• _The task_
From first line to last, give the records again word for word and omit the pictures.

• _Dataset entries_
# # # # # # #
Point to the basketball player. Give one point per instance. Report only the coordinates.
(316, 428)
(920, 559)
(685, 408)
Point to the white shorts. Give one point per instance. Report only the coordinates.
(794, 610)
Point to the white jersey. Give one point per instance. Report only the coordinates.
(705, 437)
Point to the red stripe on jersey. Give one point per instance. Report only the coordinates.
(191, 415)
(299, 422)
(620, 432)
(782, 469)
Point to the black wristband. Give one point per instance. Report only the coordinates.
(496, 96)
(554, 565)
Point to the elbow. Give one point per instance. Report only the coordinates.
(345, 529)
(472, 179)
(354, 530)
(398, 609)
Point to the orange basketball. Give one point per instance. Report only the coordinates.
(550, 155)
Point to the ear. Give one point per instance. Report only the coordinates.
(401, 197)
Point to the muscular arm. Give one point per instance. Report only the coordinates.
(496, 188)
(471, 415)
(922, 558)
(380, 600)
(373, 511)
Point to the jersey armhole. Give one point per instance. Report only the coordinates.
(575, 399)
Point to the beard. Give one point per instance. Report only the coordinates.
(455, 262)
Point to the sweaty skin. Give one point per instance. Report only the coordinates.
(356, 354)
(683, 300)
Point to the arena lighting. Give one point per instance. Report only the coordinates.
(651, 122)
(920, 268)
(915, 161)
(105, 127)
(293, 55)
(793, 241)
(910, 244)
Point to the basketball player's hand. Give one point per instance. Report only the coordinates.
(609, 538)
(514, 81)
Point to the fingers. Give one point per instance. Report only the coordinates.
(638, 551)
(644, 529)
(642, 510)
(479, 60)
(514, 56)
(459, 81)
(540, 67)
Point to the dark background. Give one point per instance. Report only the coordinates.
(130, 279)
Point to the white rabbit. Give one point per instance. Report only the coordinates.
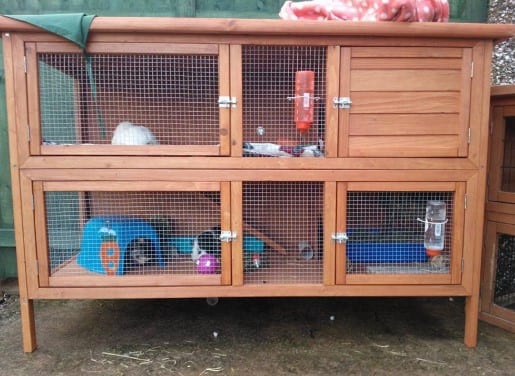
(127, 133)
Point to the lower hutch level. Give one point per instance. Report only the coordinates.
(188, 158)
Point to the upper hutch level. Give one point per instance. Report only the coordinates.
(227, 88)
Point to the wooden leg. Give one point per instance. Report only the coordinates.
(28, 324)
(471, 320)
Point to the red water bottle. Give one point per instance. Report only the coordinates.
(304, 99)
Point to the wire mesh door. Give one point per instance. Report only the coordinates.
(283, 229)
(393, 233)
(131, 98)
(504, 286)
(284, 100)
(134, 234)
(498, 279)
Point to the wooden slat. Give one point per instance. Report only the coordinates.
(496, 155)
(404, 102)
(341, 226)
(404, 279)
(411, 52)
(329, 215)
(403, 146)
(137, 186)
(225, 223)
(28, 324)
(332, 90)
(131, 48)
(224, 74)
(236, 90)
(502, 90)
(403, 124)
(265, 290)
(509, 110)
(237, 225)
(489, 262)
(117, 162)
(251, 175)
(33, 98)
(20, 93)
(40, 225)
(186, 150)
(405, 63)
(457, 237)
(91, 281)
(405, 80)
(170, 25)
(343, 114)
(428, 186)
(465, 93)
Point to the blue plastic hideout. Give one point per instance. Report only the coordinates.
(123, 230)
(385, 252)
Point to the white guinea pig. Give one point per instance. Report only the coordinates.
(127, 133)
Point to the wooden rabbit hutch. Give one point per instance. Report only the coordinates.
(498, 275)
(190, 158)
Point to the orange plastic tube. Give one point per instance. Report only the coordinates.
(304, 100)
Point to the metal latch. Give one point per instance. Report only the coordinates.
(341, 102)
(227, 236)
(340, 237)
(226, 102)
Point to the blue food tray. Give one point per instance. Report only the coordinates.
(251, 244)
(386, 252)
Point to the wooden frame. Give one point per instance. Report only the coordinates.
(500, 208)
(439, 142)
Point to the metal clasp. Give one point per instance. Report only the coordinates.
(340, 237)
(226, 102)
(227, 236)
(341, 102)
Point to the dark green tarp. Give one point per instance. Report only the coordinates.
# # # # # # #
• _Solution to the problem_
Point to the basketball player. Give one point per instance. Report only the coordinates.
(316, 428)
(920, 559)
(685, 408)
Point to the white shorts. Give one point per instance. Report only the coordinates.
(794, 610)
Point to the white jersey. Give one point per instance. Report only the coordinates.
(705, 437)
Point to the red stripe on jersey. Give one point per instance. Report only the coordinates.
(191, 415)
(299, 422)
(620, 432)
(782, 469)
Point to the black wristband. Give one point per instance. Report only the coordinates.
(496, 96)
(554, 565)
Point to the elbow. Give one point per instance. Report only the coordinates.
(345, 529)
(472, 179)
(354, 530)
(398, 609)
Point to the orange basketball. Give one point per instance. Report only the coordinates.
(550, 155)
Point to the ear. Give one point per instance. Report only the coordinates.
(401, 197)
Point to the muscular arm. Give one point per instance. Report only the coordinates.
(496, 188)
(471, 415)
(922, 558)
(380, 600)
(373, 511)
Point to the jersey armhole. Give one point per instance. Report only the coordinates.
(575, 399)
Point to the beard. Give one point per instance. Report only the coordinates.
(455, 262)
Point to the sweaty skin. Give one point per instance. Report only the coordinates.
(356, 354)
(683, 300)
Point to the arena lighting. Give one point per instance. Report only the coordinates.
(651, 122)
(920, 268)
(915, 161)
(105, 127)
(293, 55)
(793, 241)
(910, 244)
Point to the basketball player's hand. Give one point per instance. Report only the coordinates.
(609, 538)
(514, 81)
Point to the fingers. Give one point per instance. Report only the coordinates.
(638, 551)
(644, 529)
(642, 510)
(479, 60)
(514, 56)
(459, 81)
(540, 67)
Point to the dark background. Give one point per instance. Report only the coordinates.
(130, 279)
Point to the white rabbit. Give one point per instance. Report only the coordinates.
(127, 133)
Point to the lower hutch level. Give one point per instance. Report only the coordinates.
(188, 158)
Point to the upper hutch level. Give one point per instance. Report only the coordinates.
(227, 88)
Point to the wooden leg. Give one point per instance. Report only the coordinates.
(28, 324)
(471, 320)
Point to the red water bottle. Give one point per instance. Report only the coordinates.
(304, 99)
Point to the wire mesh door. Give one point per instance. Report only the coordinates.
(283, 229)
(393, 233)
(131, 98)
(504, 286)
(284, 100)
(134, 234)
(498, 279)
Point to the wooden slat. Give one point per instance. Report only the coordinates.
(496, 155)
(404, 102)
(341, 226)
(404, 279)
(411, 52)
(329, 215)
(403, 146)
(137, 186)
(225, 223)
(28, 324)
(332, 90)
(131, 48)
(224, 74)
(236, 90)
(502, 90)
(403, 124)
(265, 290)
(509, 110)
(237, 225)
(489, 262)
(117, 162)
(251, 175)
(33, 98)
(20, 93)
(40, 225)
(186, 150)
(405, 63)
(457, 237)
(91, 281)
(405, 80)
(170, 25)
(343, 114)
(428, 186)
(465, 93)
Point to the blue plastic hideout. Give one point per instance. Report only the coordinates.
(123, 230)
(385, 252)
Point to the white guinea pig. Give one point per instance. Report only the coordinates.
(127, 133)
Point to the wooden rabbit hutch. Give one point per instance. Report only the coordinates.
(498, 275)
(190, 158)
Point to the orange plastic tube. Give one point per instance. Report only the coordinates.
(304, 100)
Point to the metal latch. Give one point per instance. Report only the coordinates.
(341, 102)
(227, 236)
(340, 237)
(226, 102)
Point to the blue food tray. Give one point per instance. Report only the coordinates.
(251, 244)
(386, 252)
Point to the wooden frame. Give one point per instance. Report only the coordinates.
(500, 208)
(439, 142)
Point to the metal clasp. Give one point per instance. Report only the coordinates.
(340, 237)
(226, 102)
(227, 236)
(341, 102)
Point to the dark green tarp. Give one point per instance. Report only the coordinates.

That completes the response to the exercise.